- **DATA ROWS**:
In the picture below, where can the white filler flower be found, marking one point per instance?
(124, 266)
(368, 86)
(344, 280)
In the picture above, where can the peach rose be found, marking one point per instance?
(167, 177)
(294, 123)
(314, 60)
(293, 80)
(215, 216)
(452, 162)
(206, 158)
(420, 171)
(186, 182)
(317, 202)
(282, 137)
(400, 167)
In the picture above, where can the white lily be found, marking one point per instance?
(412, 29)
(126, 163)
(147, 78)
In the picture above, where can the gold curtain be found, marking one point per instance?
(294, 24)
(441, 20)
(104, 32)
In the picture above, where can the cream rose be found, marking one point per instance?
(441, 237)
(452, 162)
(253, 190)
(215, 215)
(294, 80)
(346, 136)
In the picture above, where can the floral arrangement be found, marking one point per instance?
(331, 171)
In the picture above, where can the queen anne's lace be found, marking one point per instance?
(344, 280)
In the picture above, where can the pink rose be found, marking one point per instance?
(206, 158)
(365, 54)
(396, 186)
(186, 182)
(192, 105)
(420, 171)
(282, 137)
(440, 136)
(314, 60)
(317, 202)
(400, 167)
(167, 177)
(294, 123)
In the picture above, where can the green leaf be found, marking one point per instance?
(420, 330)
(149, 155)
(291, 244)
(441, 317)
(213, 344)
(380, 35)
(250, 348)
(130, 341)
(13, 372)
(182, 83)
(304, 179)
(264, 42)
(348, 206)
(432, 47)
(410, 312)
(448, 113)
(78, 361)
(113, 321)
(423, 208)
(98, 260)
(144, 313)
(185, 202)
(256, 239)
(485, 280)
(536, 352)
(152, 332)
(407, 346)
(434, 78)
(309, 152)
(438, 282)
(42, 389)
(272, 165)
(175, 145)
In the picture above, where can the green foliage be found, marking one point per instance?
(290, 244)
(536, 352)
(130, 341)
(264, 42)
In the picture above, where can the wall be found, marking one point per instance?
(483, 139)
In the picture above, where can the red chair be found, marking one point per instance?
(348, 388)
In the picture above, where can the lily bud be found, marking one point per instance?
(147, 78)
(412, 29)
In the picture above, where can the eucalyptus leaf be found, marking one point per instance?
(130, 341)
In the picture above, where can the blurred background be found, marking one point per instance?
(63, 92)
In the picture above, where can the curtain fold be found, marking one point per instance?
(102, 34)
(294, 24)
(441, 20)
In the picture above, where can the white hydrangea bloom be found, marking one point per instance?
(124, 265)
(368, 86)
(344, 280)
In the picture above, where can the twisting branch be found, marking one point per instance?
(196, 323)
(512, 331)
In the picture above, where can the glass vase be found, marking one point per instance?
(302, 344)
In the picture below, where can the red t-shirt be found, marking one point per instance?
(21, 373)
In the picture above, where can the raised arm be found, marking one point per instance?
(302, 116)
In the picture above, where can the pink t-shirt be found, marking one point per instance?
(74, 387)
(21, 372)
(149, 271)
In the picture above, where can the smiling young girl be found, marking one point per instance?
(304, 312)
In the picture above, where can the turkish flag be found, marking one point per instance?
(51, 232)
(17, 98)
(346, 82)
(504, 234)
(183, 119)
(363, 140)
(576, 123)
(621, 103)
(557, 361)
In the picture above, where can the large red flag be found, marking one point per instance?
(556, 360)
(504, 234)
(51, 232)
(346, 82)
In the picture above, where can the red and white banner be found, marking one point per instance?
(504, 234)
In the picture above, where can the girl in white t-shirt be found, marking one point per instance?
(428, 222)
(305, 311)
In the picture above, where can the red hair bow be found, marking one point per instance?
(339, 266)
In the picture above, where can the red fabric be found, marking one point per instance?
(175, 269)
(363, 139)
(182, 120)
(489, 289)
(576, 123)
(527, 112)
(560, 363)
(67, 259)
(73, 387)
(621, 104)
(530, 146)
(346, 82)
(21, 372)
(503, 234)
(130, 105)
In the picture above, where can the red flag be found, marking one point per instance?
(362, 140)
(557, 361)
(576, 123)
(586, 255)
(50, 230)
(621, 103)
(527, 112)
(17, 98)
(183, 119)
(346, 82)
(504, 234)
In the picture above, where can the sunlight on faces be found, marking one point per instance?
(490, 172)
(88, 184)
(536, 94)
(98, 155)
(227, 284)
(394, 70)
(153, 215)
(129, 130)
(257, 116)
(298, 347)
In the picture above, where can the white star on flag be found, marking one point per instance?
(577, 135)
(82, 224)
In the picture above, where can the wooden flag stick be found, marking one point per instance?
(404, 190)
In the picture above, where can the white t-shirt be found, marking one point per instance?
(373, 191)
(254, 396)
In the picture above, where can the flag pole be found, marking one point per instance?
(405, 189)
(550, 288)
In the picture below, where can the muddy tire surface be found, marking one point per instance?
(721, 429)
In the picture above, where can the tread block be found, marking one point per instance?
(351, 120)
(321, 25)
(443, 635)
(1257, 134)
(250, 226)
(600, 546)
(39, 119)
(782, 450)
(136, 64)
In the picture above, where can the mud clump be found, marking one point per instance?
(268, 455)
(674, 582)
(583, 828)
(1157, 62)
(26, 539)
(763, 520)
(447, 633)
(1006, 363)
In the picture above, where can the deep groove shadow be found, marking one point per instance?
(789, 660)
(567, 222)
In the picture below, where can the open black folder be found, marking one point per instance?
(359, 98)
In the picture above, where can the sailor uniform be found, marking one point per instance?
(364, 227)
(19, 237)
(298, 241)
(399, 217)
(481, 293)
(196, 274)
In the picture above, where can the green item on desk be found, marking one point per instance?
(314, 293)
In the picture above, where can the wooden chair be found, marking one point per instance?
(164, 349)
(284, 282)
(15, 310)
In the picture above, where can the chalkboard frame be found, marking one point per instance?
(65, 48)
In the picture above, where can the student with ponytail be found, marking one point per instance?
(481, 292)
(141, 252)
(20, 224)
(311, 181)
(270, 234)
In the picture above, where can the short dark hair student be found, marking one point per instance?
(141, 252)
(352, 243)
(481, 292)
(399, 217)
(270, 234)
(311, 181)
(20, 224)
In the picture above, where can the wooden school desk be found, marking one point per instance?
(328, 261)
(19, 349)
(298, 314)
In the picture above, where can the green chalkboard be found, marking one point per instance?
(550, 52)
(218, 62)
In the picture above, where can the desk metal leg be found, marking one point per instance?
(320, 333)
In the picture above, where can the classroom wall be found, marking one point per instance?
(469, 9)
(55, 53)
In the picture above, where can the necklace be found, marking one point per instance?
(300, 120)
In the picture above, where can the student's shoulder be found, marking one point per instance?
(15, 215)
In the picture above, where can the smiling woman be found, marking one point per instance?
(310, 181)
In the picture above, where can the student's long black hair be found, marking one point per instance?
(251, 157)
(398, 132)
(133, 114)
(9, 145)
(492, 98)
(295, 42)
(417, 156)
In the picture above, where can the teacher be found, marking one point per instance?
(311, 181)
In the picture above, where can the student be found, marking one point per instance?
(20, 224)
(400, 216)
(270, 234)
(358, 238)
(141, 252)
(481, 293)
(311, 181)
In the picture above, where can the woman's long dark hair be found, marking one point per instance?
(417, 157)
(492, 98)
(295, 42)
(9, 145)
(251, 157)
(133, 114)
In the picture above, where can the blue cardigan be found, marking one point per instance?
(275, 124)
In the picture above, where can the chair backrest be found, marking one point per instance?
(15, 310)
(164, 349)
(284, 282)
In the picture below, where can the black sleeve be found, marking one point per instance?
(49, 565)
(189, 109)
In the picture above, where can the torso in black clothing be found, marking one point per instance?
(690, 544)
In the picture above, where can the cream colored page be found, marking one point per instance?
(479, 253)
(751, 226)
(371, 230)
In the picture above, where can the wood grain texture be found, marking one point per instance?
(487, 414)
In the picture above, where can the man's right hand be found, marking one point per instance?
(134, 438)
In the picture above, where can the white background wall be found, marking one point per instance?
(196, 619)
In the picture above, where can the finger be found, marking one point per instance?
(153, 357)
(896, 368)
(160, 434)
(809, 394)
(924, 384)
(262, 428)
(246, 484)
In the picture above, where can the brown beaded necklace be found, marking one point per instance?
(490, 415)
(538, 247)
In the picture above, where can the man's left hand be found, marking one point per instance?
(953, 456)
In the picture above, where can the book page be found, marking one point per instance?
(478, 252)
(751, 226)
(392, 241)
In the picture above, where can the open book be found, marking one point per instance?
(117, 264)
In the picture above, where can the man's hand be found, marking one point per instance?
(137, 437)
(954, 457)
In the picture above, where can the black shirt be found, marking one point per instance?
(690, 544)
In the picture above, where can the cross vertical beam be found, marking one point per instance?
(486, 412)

- **GIVEN EXERCISE**: Begin at the line that contains "In the picture above, where can the open" and stop at the end of the data. Rewrite those lines with "black shirt" replaced by "dark shirt", keeping everything else the same.

- **WRITTEN RESPONSE**:
In the picture above, where can the open book be found, marking one point per instance?
(117, 264)
In the picture above, where can the man's hand be found, marking one point per instance?
(137, 437)
(954, 457)
In the picture above, where can the dark shirt be found, marking one point per instance?
(690, 544)
In the picture above, where can the cross vertical beam be found, marking one point per instance?
(486, 412)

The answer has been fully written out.